EXERCISE 1 —
In the documentation excerpt, in what two forms may the char: value be given?
EXERCISE 2 —
Copy the documentation excerpt verbatim from "Text before <!-- slop-disable-line" to "after the comment.".

EXTRACTED TEXT —
+ + + +

Link text, headings, and regular paragraphs are still scanned as before. Plain-text files are scanned in full; they have no markdown structure to skip.

Inline ignore comments

For one-off exceptions in either markdown or plaintext, drop an HTML-style directive:

<!-- slop-disable-next-line -->
This line can delve as much as it wants.

Text before <!-- slop-disable-line --> robust tapestry leverage -- all silenced.

<!-- slop-disable -->
Everything between these two markers is silenced,
including multiple paragraphs.
<!-- slop-enable -->

Three forms:

 -- silence the line the comment is on.
 -- silence the line after the comment.
 ...  -- silence everything between the two directives.

By default a directive silences every rule on the covered range. To scope it to one rule, append a phrase:<pattern> or char:<literal-or-codepoint> spec:

<!-- slop-disable-next-line phrase:\bdelve(s|d|ing)?\b -->
This delve is fine but leverage still gets flagged.

<!-- slop-disable-next-line char:U+2014 -->
Em dashes allowed on this line -- but curly "quotes" still flag.

The phrase: value must match the rule's pattern field exactly (the literal regex string from the rule file, not the matched text). The char: value can be the literal character or a U+XXXX codepoint. Directives inside fenced or inline code are ignored, so README examples like this one don't accidentally silence the whole file.

Source code comments (opt-in)

JSDoc and line comments in a TypeScript file flagged for LLM slop while code and strings stay clean

LLM slop frequently turns up in JSDoc, Python docstrings, Rust /// blocks, and // comments. Turn on llmSlopDetector.scanCodeComments to scan those ranges too:

"llmSlopDetector.scanCodeComments": true,
"llmSlopDetector.codeCommentLanguages": [
  "typescript", "javascript", "python", "rust", "go"

+ + + +

SUPPLIED DATA —
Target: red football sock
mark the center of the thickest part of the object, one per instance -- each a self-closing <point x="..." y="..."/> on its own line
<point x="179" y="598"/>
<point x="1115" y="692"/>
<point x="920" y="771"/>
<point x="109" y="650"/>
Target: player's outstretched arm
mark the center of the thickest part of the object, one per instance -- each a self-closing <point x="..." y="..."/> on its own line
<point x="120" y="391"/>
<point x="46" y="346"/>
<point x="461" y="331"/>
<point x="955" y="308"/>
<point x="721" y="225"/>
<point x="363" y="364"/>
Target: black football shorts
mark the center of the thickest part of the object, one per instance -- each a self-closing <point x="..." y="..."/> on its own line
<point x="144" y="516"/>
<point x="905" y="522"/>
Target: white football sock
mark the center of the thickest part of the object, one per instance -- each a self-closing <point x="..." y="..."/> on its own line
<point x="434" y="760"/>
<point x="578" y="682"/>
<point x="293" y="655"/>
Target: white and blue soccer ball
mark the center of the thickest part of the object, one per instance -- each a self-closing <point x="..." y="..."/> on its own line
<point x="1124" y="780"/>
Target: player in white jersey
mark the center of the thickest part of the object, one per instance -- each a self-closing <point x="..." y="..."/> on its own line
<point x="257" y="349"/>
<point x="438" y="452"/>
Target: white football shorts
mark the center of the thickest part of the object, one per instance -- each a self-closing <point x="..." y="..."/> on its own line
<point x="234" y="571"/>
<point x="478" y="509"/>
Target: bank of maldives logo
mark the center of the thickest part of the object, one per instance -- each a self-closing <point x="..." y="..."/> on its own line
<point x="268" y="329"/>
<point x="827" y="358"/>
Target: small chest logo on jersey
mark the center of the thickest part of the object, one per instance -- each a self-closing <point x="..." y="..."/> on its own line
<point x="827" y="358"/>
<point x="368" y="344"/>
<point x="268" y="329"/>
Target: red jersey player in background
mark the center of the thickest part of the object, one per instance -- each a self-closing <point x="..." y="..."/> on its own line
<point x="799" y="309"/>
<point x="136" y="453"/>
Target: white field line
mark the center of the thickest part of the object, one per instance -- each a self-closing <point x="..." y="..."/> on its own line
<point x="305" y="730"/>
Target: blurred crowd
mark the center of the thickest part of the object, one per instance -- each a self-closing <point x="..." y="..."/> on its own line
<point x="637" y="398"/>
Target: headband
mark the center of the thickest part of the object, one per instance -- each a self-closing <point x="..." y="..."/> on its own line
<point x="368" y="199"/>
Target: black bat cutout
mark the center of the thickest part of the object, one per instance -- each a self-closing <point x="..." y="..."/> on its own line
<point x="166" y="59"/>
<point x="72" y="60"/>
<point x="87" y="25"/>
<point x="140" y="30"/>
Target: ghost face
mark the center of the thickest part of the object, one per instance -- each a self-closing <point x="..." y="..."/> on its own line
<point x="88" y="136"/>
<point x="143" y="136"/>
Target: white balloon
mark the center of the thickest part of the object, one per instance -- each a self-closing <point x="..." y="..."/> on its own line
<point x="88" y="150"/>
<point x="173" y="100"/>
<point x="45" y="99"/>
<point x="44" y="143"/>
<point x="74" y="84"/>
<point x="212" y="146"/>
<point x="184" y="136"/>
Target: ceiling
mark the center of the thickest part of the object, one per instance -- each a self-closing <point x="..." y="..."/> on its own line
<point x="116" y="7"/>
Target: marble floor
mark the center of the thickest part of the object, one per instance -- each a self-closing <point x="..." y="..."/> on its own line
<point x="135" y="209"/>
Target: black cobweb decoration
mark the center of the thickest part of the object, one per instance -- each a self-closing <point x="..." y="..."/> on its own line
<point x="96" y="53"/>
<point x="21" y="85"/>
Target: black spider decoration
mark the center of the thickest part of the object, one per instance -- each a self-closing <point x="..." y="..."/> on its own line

+ + + +

ANSWER SPACE 1 —
The char: value may be given as the literal character or as a U+XXXX codepoint.

ANSWER SPACE 2 —
Text before <!-- slop-disable-line --> robust tapestry leverage -- all silenced.

<!-- slop-disable -->
Everything between these two markers is silenced,
including multiple paragraphs.
<!-- slop-enable -->

Three forms:

 -- silence the line the comment is on.
 -- silence the line after the comment.